(Secção do texto)
_ _ _

Erro de julgamento da matéria de facto?
Alega, em suma, o Recorrente que não se podem ter como verificados «os factos dados como provados na decisão recorrida, quando se conclui pela falta de notificação, quer por carta registada com aviso de recepção ou carta simples, fundamento da decisão recorrida.». Apresentando-se a questão de direito de forma conclusiva e totalmente dependente da alteração da matéria de facto.
Liminarmente, assentamos que tanto a falta de notificação das taxas de portagem como das decisões de aplicação de coima, por implicar com a inexigibilidade da quantia exequenda, constitui fundamento de oposição, nos termos da alínea i), do n.º 1, do art. 204.º, do CPPT.
Neste entendimento, afirma-se, de forma lapidar, no acórdão do STA de 18.06.2014, proferido no processo ...49/13, disponível para consulta em www.dgsi.pt), que «a falta de notificação da liquidação das taxas de portagem, bem como a falta de notificação da decisão administrativa de aplicação da coima, porque determinam a inexigibilidade das dívidas que tenham origem nesses atos, integram, em abstrato, o fundamento de oposição à execução previsto na alínea i) do artigo 204.º, n.º 1 do CPPT.»
E foi neste enquadramento que a questão foi conhecida pelo tribunal recorrido e a final julgada procedente a oposição na consideração de que «o Oponente não foi regularmente notificado para pagamento voluntário das dívidas exequendas», pelo que «as dívidas exequendas, provenientes de coima, custos administrativos e taxa de portagem, são inexigíveis, facto que constitui fundamento de oposição à execução fiscal, nos termos da alínea i) do n.º 1 do artigo 204.º do CPPT, devendo ser, por isso, extinta a execução fiscal instaurada contra o Oponente».

_ _ _

(Tarefas)
A) Reescreva de forma mais breve o parágrafo do texto acima que começa por «E foi neste enquadramento», conservando os factos principais.
B) Cite do texto acima o trecho que vai de "Liminarmente, assentamos que" até "204.º, do CPPT.".

_ _ _

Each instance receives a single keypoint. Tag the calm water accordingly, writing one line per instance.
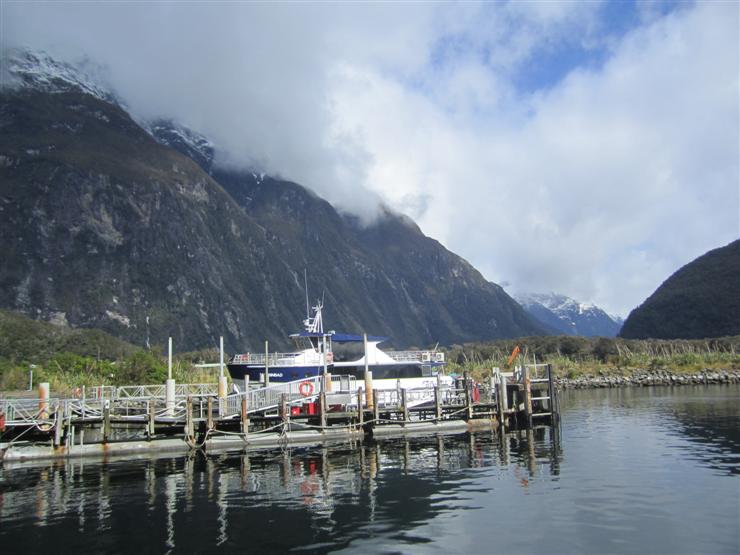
(631, 471)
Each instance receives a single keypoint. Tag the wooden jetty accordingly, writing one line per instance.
(179, 418)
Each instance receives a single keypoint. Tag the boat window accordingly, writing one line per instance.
(304, 343)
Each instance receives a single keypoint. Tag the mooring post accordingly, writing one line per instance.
(550, 393)
(501, 402)
(189, 430)
(106, 421)
(468, 401)
(151, 410)
(360, 408)
(437, 403)
(368, 376)
(404, 406)
(244, 416)
(58, 422)
(376, 411)
(209, 417)
(284, 409)
(222, 384)
(43, 400)
(322, 408)
(527, 396)
(170, 383)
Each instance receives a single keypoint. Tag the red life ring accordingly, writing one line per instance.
(305, 388)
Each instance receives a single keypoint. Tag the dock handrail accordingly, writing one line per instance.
(416, 356)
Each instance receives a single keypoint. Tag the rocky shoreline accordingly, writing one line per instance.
(641, 378)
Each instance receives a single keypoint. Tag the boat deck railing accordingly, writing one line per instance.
(283, 359)
(416, 356)
(296, 392)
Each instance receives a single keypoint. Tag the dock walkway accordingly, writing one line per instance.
(138, 419)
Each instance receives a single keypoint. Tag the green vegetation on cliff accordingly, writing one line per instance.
(702, 299)
(68, 358)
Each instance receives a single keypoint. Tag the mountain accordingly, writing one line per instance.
(702, 299)
(568, 316)
(115, 224)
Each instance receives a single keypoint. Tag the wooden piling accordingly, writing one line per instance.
(376, 410)
(468, 401)
(322, 408)
(106, 421)
(501, 402)
(189, 431)
(360, 408)
(244, 417)
(209, 416)
(527, 397)
(404, 406)
(284, 411)
(58, 426)
(437, 403)
(151, 415)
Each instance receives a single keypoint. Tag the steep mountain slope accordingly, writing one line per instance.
(386, 276)
(104, 227)
(702, 299)
(568, 316)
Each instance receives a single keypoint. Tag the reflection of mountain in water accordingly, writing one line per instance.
(713, 422)
(321, 498)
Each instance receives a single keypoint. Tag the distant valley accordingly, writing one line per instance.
(125, 226)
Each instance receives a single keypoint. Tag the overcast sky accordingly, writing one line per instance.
(585, 148)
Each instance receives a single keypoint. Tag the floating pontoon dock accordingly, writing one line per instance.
(149, 418)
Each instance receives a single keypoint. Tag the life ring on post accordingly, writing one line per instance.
(305, 388)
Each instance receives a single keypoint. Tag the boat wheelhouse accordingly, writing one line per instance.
(311, 358)
(318, 353)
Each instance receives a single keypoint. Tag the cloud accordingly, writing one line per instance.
(585, 148)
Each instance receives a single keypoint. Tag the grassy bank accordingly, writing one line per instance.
(575, 357)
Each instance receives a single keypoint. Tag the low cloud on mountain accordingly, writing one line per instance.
(581, 147)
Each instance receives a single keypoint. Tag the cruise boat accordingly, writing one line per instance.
(319, 352)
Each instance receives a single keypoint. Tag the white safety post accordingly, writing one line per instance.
(368, 377)
(327, 376)
(221, 379)
(170, 384)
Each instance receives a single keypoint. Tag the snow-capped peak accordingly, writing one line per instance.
(39, 71)
(568, 315)
(183, 139)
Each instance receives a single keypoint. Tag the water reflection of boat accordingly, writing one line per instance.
(319, 352)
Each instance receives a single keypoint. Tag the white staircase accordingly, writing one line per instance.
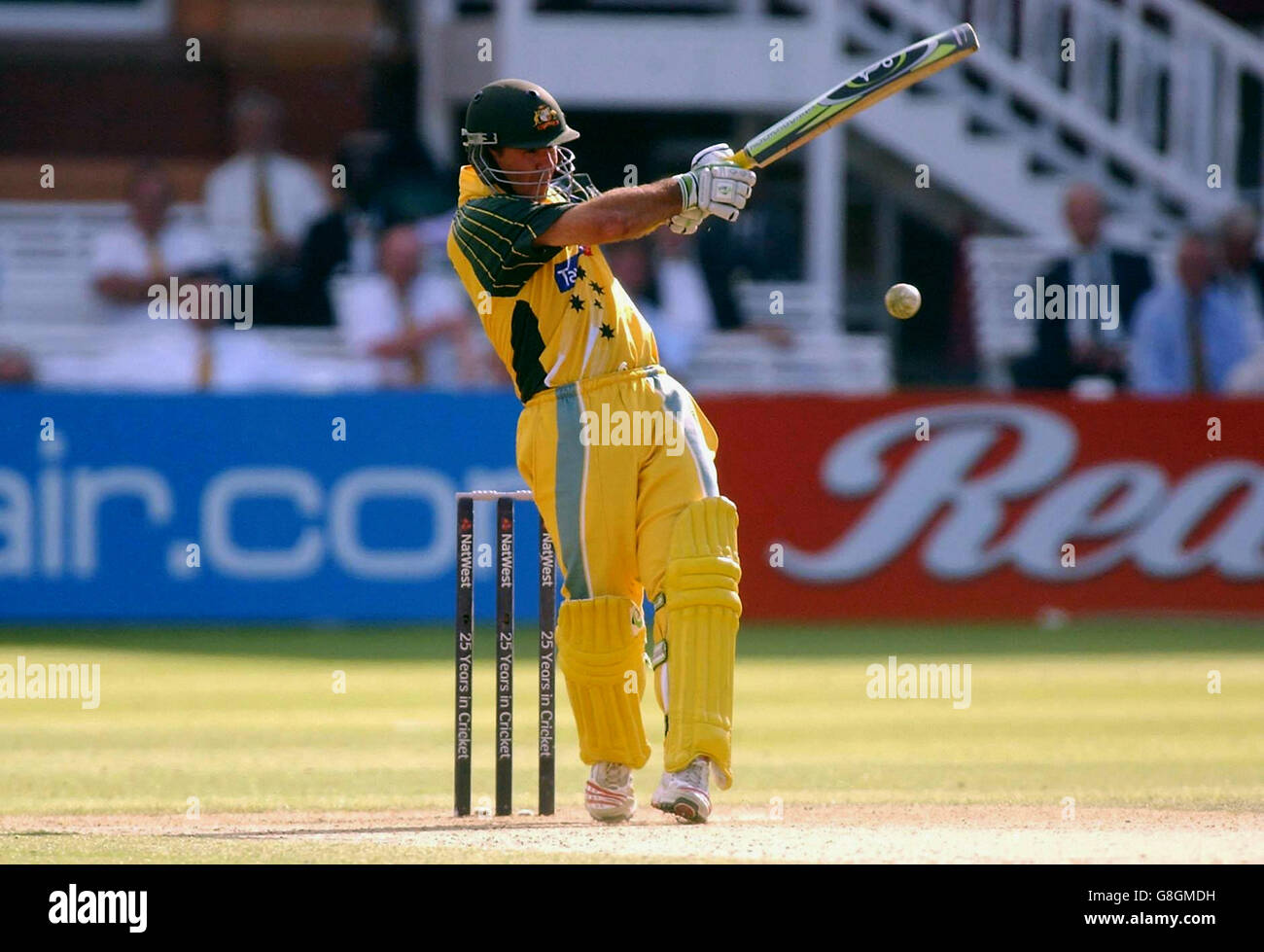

_ _ _

(Respostas)
A) O tribunal recorrido apreciou a questão neste enquadramento e julgou a oposição procedente. Considerou que o Oponente não foi regularmente notificado para pagamento voluntário das dívidas exequendas. Por isso, essas dívidas (coima, custos administrativos e taxa de portagem) são inexigíveis. Isto constitui fundamento de oposição à execução fiscal nos termos da alínea i) do n.º 1 do artigo 204.º do CPPT, devendo ser extinta a execução fiscal instaurada contra o Oponente.

B)
Liminarmente, assentamos que tanto a falta de notificação das taxas de portagem como das decisões de aplicação de coima, por implicar com a inexigibilidade da quantia exequenda, constitui fundamento de oposição, nos termos da alínea i), do n.º 1, do art. 204.º, do CPPT.